» **AIM OF THE EXERCISE**:
Reproduce each entry below verbatim.

Saved entries
================

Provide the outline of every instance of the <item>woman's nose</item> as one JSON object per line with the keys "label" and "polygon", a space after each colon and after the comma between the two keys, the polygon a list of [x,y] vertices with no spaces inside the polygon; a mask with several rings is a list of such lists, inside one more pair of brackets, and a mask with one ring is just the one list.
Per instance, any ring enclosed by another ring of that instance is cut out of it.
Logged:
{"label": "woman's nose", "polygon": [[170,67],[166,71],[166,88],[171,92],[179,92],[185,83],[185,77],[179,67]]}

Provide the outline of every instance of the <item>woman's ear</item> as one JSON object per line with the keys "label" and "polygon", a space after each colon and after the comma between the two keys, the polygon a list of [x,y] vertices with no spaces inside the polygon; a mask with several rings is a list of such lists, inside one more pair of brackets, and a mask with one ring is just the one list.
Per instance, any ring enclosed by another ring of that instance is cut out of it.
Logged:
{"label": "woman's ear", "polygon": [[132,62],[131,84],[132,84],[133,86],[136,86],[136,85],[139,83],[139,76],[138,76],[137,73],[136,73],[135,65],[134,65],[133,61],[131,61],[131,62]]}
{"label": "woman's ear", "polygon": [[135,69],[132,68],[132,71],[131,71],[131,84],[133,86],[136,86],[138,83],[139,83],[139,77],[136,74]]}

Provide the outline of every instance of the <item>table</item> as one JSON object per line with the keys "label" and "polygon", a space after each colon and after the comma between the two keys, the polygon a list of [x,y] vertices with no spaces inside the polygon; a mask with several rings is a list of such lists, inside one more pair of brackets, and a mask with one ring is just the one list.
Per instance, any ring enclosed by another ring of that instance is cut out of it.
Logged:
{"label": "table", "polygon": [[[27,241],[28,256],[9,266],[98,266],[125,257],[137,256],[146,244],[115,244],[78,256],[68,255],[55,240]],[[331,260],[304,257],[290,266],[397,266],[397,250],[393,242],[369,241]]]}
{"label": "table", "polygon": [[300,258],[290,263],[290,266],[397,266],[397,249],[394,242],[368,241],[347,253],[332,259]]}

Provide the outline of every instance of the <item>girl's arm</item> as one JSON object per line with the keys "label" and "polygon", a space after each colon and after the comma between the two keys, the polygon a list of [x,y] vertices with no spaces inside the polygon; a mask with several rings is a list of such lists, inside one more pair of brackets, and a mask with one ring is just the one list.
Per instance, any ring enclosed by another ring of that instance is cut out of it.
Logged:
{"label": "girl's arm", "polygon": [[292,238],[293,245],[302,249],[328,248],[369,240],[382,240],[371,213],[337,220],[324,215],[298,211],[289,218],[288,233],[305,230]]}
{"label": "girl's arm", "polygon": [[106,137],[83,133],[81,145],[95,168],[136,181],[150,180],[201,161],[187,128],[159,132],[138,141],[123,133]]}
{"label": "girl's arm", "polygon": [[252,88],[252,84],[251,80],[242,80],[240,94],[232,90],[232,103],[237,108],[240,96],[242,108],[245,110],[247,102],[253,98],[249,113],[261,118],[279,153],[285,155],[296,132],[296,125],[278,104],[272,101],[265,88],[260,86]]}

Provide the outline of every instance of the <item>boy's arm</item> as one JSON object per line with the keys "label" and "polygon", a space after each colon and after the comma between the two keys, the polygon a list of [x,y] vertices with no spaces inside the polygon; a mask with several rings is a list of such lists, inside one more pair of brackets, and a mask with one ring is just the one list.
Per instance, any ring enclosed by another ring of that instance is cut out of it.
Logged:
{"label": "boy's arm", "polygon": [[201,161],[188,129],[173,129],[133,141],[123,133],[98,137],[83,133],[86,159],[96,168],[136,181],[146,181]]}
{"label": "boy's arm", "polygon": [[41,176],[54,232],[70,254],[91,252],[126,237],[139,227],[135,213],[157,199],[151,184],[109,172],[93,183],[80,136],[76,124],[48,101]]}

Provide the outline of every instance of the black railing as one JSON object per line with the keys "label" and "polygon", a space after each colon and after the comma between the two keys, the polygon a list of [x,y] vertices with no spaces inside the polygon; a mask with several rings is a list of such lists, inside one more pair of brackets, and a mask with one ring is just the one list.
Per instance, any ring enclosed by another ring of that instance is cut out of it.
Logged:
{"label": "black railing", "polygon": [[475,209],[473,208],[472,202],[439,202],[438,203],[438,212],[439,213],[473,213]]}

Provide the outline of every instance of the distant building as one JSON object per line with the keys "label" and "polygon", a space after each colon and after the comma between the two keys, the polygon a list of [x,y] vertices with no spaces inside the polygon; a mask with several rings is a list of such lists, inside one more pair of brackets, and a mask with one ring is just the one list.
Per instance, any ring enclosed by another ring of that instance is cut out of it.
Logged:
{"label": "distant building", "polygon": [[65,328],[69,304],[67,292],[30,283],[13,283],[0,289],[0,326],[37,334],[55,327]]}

================

» **RESPONSE AREA**:
Provide the outline of every instance of the <item>woman's nose</item> as one JSON object per line with the keys "label" and "polygon", a space after each colon and after the comma between the two keys, the polygon a list of [x,y] vertices with no spaces inside the polygon; a mask with several rings is a list of such lists, inside one more pair of brackets, and a mask with one ring is just the one list.
Per instance, any ring enclosed by another ring of that instance is cut out of it.
Logged:
{"label": "woman's nose", "polygon": [[170,67],[166,71],[166,88],[171,92],[179,92],[185,83],[185,77],[179,67]]}

Provide the outline of every instance of the <item>woman's ear</item> as one JSON object per line with the keys "label" and "polygon", a space after each colon and after the comma between the two keys, the polygon a list of [x,y] vertices with no spaces inside the polygon; a mask with several rings is a list of such lists, inside one more pair of brackets, and a mask with one ring is just the one list.
Per instance, any ring enclosed by another ring of that instance is cut out of it.
Logged:
{"label": "woman's ear", "polygon": [[132,62],[131,84],[132,84],[133,86],[136,86],[136,85],[139,83],[139,76],[138,76],[137,73],[136,73],[135,65],[134,65],[133,61],[131,61],[131,62]]}
{"label": "woman's ear", "polygon": [[135,69],[132,68],[132,71],[131,71],[131,84],[133,86],[136,86],[138,83],[139,83],[139,77],[136,74]]}

Provide the outline of every instance of the <item>table</item> as one JSON object per line with the keys "label" and "polygon", a space after each colon and after the comma between the two keys, the polygon a list of [x,y] vertices with no spaces inside the polygon; a mask with several rings is a list of such lists, inside one more pair of brackets, and a mask with one ring is just the one list.
Per instance, any ring enclosed by another ring of that instance is cut out of it.
Logged:
{"label": "table", "polygon": [[[27,241],[28,256],[9,266],[98,266],[125,257],[137,256],[146,244],[115,244],[78,256],[68,255],[55,240]],[[331,260],[304,257],[290,266],[397,266],[397,250],[393,242],[369,241]]]}
{"label": "table", "polygon": [[300,258],[290,263],[290,266],[397,266],[397,249],[394,242],[368,241],[347,253],[332,259]]}

Provide the outline of every instance of the <item>girl's arm</item> as one JSON object per line with the keys "label" and "polygon", a space after each colon and after the comma between the two keys, the polygon a list of [x,y] vertices with no spaces inside the polygon; a mask with several rings is a list of such lists, inside one more pair of brackets, and a mask with one ring is just the one list.
Per instance, any ring enclosed by another ring of that instance is cut out of it.
Logged:
{"label": "girl's arm", "polygon": [[292,238],[293,245],[302,249],[328,248],[369,240],[382,240],[371,213],[337,220],[324,215],[298,211],[289,218],[288,233],[305,230]]}
{"label": "girl's arm", "polygon": [[106,137],[83,133],[81,145],[95,168],[136,181],[150,180],[201,161],[187,128],[159,132],[138,141],[123,133]]}
{"label": "girl's arm", "polygon": [[252,88],[252,84],[251,80],[242,80],[240,94],[232,90],[232,103],[237,108],[240,96],[242,108],[245,110],[247,102],[253,98],[249,113],[261,118],[279,153],[285,155],[296,132],[296,125],[278,104],[272,101],[265,88],[260,86]]}

Provide the outline of every instance of the <item>boy's arm</item> as one JSON object per line with the keys "label" and "polygon", a space after each colon and after the comma between the two keys, the polygon a list of [x,y] vertices with no spaces inside the polygon; a mask with several rings is a list of such lists, inside one more pair of brackets, and a mask with one ring is just the one list.
Per instance, any ring enclosed by another ring of that instance is cut out of it.
Logged:
{"label": "boy's arm", "polygon": [[201,161],[188,129],[173,129],[133,141],[123,133],[98,137],[83,133],[86,159],[96,168],[136,181],[146,181]]}
{"label": "boy's arm", "polygon": [[41,176],[54,232],[70,254],[91,252],[126,237],[139,227],[135,213],[157,199],[151,184],[109,172],[93,183],[80,136],[76,124],[48,101]]}

Provide the outline of every instance of the black railing as one JSON object per line with the keys "label" and "polygon", a space after each colon and after the comma between the two keys, the polygon a list of [x,y] vertices with no spaces inside the polygon; a mask with several rings is a list of such lists, inside one more pair of brackets, and a mask with one ring is just the one list.
Per instance, any ring enclosed by another ring of that instance is cut out of it.
Logged:
{"label": "black railing", "polygon": [[475,209],[473,208],[472,202],[439,202],[438,203],[438,212],[439,213],[473,213]]}

Provide the outline of every instance of the distant building as one JSON object per line with the keys "label" and "polygon", a space after each colon and after the comma between the two keys, the polygon a list of [x,y] vertices with no spaces inside the polygon; a mask with several rings is a list of such lists, inside one more pair of brackets, and a mask with one ring is just the one list.
Per instance, any ring enclosed by another ring of that instance is cut out of it.
Logged:
{"label": "distant building", "polygon": [[65,328],[69,304],[67,292],[30,283],[13,283],[0,289],[0,326],[37,334],[55,327]]}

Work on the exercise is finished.